Text extract:

+===+

2. Accessor specification
Currently I believe FSharp compiles members to public members, and vals to internal fields. These are sensible defaults (although I'd maybe go for protected for vals) but it would be very useful to be able to optionally be able to specify the visibility of members and fields to the outside world, e.g. private member p.x, as you can in C#. F# supports the full object model apart from this, and including it would complete F#'s object-orientedness. In particular, if you wish to have private functions within classes used by multiple members, you either need to make them public or create them as local declarations multiple times - the former being a design issue, the latter reproducing code which is very anti-F#. Another possible addition here is support for class attributes such as sealed, private classes, internal classes.
3. Some left-associative . operator
In C#, I would often find myself writing a.d.e().f accessing a property of the result of a method of a property of object a. To write this in F#, one needs to write ((a.d).e()).f and if there is a long chain of these (as I have sometimes found in C#) this can become cumbersome. It would be useful to have a syntactic sugar left-associative . operator such as :, so that ((a.d).e()).f can be written a:d:e():f. Unforunately this clearly cannot be written as a higher-order function and so needs to be a language feature. Changing the associativity of . could also be a solution, but perhaps a more dramatic one.

+===+

Portion of a data file:
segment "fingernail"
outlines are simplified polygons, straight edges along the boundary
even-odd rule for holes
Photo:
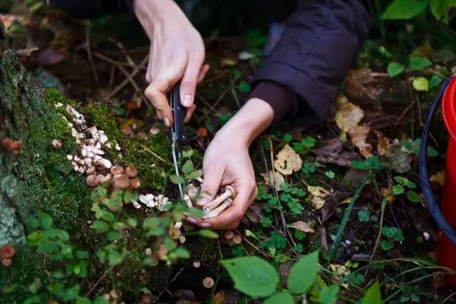
[[[195,224],[195,225],[197,224],[198,224],[198,221],[197,221],[196,219],[193,219],[192,217],[187,217],[187,221],[190,221],[192,224]]]
[[[190,107],[190,105],[192,105],[192,96],[190,95],[185,94],[184,95],[182,105],[184,105],[185,107]]]

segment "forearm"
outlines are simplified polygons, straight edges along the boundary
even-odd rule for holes
[[[271,125],[274,116],[274,110],[268,103],[259,98],[250,98],[217,132],[216,137],[229,135],[232,137],[235,135],[237,140],[250,146]]]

+===+

Tasks for this exercise:
**A)** In the F# proposals, what does the writer say FSharp currently compiles vals to?
**B)** Reproduce the F# proposals from "3. Some left-associative" up to and including "more dramatic one.".

Solutions to the problems:
**A)** Internal fields.

**B)**
3. Some left-associative . operator
In C#, I would often find myself writing a.d.e().f accessing a property of the result of a method of a property of object a. To write this in F#, one needs to write ((a.d).e()).f and if there is a long chain of these (as I have sometimes found in C#) this can become cumbersome. It would be useful to have a syntactic sugar left-associative . operator such as :, so that ((a.d).e()).f can be written a:d:e():f. Unforunately this clearly cannot be written as a higher-order function and so needs to be a language feature. Changing the associativity of . could also be a solution, but perhaps a more dramatic one.